Excerpt from a dataset:
- - - - - - -

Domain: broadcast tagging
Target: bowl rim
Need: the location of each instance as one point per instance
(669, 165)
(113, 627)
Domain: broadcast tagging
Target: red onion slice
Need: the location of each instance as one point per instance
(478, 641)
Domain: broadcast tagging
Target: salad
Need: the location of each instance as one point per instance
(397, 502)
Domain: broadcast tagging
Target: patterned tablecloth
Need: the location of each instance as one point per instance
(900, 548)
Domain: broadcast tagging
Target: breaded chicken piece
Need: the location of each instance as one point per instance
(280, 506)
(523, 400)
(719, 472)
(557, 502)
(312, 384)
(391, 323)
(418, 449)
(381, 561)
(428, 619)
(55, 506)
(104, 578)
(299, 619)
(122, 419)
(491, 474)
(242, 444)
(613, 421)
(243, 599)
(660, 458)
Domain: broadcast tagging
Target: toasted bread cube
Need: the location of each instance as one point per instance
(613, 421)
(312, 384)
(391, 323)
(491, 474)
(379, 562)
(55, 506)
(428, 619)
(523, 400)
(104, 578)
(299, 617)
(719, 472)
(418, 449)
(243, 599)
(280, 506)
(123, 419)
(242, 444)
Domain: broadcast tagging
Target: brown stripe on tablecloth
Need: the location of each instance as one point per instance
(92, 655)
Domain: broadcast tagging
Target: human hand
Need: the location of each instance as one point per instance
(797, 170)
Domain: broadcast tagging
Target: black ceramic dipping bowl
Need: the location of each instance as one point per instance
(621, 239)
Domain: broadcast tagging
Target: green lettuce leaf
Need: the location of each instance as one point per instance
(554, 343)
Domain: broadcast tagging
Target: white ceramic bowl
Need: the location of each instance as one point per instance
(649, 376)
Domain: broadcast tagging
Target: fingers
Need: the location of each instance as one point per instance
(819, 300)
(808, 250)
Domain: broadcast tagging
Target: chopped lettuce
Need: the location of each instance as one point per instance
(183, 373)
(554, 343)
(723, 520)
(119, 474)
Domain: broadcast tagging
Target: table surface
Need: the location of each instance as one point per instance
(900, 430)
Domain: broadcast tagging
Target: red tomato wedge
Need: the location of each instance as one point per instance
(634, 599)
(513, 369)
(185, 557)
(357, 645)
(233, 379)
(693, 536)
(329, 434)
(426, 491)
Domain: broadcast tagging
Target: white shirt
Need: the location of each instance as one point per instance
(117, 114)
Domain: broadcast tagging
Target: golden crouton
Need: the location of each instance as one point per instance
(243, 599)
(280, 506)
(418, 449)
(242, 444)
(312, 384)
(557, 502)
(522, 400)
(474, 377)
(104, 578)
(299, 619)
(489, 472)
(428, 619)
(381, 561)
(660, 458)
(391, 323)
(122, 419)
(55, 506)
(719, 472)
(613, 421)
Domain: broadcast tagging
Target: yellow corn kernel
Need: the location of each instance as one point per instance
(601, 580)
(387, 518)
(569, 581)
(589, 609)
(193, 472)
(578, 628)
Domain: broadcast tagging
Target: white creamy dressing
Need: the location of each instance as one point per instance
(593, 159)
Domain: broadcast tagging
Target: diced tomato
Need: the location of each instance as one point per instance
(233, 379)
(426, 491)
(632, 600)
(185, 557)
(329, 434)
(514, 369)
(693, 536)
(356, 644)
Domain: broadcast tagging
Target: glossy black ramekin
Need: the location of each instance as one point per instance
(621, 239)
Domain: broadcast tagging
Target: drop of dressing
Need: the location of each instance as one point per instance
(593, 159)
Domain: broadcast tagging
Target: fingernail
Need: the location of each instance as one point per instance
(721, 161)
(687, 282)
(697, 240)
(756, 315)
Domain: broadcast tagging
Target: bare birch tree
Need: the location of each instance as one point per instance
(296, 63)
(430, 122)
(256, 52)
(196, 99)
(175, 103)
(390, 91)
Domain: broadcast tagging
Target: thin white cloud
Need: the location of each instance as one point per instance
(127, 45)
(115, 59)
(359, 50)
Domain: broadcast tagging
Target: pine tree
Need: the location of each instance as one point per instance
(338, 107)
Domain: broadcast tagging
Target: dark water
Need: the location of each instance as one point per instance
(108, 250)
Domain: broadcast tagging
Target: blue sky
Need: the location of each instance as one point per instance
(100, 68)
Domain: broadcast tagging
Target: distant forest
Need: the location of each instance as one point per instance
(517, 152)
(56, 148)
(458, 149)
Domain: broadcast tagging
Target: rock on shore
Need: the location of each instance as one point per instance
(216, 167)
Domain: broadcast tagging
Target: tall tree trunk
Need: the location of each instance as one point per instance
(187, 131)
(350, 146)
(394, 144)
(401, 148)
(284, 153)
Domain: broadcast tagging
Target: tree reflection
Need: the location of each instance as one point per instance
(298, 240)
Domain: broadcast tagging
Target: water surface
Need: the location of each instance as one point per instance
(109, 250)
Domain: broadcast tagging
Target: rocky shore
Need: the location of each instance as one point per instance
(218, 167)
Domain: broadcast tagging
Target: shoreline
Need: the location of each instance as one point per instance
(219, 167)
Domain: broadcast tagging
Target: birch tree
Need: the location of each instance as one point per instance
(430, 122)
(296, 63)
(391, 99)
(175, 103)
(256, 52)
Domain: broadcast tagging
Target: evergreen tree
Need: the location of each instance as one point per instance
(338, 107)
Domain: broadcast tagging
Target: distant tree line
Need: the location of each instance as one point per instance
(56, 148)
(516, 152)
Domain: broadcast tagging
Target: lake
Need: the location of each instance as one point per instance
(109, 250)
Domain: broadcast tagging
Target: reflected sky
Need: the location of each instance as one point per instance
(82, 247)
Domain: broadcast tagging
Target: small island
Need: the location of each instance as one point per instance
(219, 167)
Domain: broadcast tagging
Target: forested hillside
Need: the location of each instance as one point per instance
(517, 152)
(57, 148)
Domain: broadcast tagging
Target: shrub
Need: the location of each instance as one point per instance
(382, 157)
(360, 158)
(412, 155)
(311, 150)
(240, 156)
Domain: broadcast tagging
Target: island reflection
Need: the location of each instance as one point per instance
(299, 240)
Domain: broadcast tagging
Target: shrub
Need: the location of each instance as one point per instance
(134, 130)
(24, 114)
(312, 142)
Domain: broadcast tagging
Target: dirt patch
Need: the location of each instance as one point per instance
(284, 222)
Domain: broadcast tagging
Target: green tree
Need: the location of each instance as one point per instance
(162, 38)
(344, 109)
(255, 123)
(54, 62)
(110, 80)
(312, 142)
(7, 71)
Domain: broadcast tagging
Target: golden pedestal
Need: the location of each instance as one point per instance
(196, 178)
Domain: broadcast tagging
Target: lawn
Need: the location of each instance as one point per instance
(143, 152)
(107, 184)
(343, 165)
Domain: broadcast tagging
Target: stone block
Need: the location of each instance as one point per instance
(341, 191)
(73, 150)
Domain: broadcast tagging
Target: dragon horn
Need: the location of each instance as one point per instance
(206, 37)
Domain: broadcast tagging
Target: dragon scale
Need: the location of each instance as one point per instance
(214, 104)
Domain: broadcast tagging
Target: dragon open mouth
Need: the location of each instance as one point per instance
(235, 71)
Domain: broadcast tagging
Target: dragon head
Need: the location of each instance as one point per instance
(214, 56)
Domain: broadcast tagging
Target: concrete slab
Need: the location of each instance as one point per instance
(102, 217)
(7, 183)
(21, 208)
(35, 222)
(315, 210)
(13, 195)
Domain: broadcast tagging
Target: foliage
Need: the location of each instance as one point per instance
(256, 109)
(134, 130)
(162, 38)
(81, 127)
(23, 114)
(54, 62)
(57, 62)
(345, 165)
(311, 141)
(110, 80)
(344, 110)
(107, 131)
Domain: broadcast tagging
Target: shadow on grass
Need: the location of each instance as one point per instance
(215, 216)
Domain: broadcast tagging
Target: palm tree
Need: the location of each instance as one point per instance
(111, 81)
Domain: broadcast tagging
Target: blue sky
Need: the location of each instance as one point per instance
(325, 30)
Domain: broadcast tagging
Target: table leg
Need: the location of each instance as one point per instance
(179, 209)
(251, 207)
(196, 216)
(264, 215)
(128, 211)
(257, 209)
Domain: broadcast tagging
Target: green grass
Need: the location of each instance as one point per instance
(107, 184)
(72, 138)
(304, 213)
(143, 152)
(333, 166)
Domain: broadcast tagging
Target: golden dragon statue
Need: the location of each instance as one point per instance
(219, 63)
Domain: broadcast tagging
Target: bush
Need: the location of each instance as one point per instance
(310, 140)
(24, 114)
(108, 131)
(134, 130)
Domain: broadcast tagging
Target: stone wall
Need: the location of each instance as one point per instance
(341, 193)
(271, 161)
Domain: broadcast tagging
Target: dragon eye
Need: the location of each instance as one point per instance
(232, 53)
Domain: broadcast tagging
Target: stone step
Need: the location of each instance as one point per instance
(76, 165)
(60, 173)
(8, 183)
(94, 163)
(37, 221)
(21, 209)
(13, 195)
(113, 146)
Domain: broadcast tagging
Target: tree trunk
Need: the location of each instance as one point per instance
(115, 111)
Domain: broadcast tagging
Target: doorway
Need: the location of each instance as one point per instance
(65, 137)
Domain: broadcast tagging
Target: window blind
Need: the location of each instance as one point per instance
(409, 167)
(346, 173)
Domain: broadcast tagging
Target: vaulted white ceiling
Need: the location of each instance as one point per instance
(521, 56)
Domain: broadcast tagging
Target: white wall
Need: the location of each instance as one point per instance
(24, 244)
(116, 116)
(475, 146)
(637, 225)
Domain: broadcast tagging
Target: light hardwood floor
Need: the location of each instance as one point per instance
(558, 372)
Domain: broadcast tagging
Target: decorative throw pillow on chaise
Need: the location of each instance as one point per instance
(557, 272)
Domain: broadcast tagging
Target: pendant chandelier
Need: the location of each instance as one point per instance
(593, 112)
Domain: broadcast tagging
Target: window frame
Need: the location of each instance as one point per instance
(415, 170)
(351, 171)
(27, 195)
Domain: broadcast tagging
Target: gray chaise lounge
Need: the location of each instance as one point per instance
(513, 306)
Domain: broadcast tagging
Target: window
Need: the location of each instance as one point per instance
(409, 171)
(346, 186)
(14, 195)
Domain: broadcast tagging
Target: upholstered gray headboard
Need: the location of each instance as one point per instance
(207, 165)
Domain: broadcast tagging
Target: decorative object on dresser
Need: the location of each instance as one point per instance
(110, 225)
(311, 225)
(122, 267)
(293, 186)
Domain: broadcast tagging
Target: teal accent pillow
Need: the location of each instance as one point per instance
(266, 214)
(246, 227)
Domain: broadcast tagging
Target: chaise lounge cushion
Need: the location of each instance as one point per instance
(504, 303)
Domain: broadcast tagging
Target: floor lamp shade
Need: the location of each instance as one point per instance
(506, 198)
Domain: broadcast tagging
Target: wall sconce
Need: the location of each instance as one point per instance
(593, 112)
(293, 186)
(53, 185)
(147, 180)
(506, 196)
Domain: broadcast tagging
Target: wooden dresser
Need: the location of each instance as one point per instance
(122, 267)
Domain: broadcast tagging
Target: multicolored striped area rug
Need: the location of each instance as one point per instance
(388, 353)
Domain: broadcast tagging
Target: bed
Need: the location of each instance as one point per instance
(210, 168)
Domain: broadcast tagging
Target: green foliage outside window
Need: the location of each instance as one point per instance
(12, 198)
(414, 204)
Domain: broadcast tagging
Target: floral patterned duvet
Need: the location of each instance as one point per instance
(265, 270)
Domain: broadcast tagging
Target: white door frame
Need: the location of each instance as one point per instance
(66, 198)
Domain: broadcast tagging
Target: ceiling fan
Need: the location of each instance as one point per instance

- - - - - - -

§ TASK INSTRUCTIONS
Count the lines in the rows above that contain the string "black", with case counting. Reply with the number only.

§ PROBLEM SOLUTION
2